- Source extract:
# Spa GFCI keeps tripping



## cnydave (Aug 16, 2012)

Have a dimension one @home dream 2007 spa, last week the gfci tripped and would NOT hold when reset, isolated to heater control plug , then ordered from Spadepot.com a new heater element. finally got that replaced last night, filled and cleaned tub, and reset breaker. it held just fine, for a while anyway. this morning the gfci was tripped again, tried to reset and it doesn't hold, (I'm no plumber so maybe my connections at heater tube squirted something? will check tonight) Anyway, hoping for some input or suggestions and or similar experiences.


----------



## leroys1000 (Aug 16, 2007)

Well,if there are no leaks,it may be that the breaker itself is getting weak.
Heating elements can put a pretty good load on them.
Might want to check the wiring back to the box anyway.


----------



## cnydave (Aug 16, 2012)

Thanks L1000 , 
I knew breakers went bad but did not know they weakened. Will try to grab a breaker on the way home, then if it still pops, i will return it tomorrow. At least it will narrow things down and its a quick thing to check


----------



## wowzer (Dec 28, 2009)

Is this something that just started happening?

Have you checked what the tub calls for as far as wire gauge and breaker...assuming this is a breaker in the main panel not a GFCI recepticle.

Is it the only thing on that circuit, as it should be?


----------



## cnydave (Aug 16, 2012)

tub has been running great for 5 years, wire is proper size, and its the only thing on its circuit, started to trip one morning and wouldnt hold unless i disconnected heater, replaced the heater and it held untill sometime in the night, coing to try replacing the gfci and if that fails, might be time for tub repair, oh the other thing is that my plumbing skills are pathetic, so b4 i repl the breaker when i get home, going to access the electronics and see if when i replaced the heater tube if it is spraying anything. 
Thanks all for your input and if u have any other ideas i will be looking for them, as will i let u know how this resolves.


----------



## wowzer (Dec 28, 2009)

Should be able to see if your heater tube connection is leaking easily.

Could also be the circuit/electronics board has pooped out.


----------



## Koot (Nov 25, 2007)

wowzer said:


> Should be able to see if your heater tube connection is leaking easily.
> 
> Could also be the circuit/electronics board has pooped out.


Ummm, using the phrase "pooped out" when talking about a spa just doesn't sound right...

- Material:

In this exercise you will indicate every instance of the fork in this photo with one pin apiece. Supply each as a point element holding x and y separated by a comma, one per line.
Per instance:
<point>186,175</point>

- Set tasks:
1 – Summarize the forum thread about the tripping spa GFCI in two sentences.
2 – Write the next part of the forum thread about the tripping spa GFCI, picking up after its last post.
The lines play no part in this.

- Answers by task:
1 – A spa owner's GFCI tripped and would not hold when reset, which he traced to the heater, but after he replaced the heater element it held for a while and then tripped again. Other posters suggested a weakening breaker, the wiring back to the box, the circuit's wire gauge and breaker, a leaking heater tube connection, or a failed circuit board, and the owner planned to check for spraying and replace the breaker.

2 –
----------



## Drabdr (Nov 26, 2007)

Koot said:


> Ummm, using the phrase "pooped out" when talking about a spa just doesn't sound right...


----------



## Drabdr (Nov 26, 2007)

With the power turned off, what is the resistance of your ground (do post if you are unsure how to check that)?

It sounds to me that the FGCI is picking up a ground fault condition, and thus is tripping.

Again with power off, do you have any resistance between the conductors returning from the heating elements and the ground?

*NOTE: Your ground fault for your spa is NOT something to take lightly. It is absolutely MANDATORY for pools and hot tubs.

Please... if this is not an easy fix, please call a licensed electrician in your area. *

Having said that, , please post back what additional troubleshooting you have done, and that you feel comfortable with.


----------



## Drabdr (Nov 26, 2007)

cnydave, I'm going to close this thread. So you know, I'm a licensed Master Electrician (Texas). I love helping people here and anywhere. If you were close, I'd come and help you at no charge (well... maybe a burger  ). I have discussed this thread with some of the other moderators, to assure that I take the best approach. 

Honestly, the risk/ exposure of servicing power supply to a pool/ spa is simply too risky to be asking on a forum. Changing out a light in the ceiling is completely different than working on supplies to submersed water tanks. I really do recommend you calling out an electrician, where they can verify your bonding jumpers, grounds, and such. It would be a good time to buy a fan or light you have wanted changed out; and get them to do that also.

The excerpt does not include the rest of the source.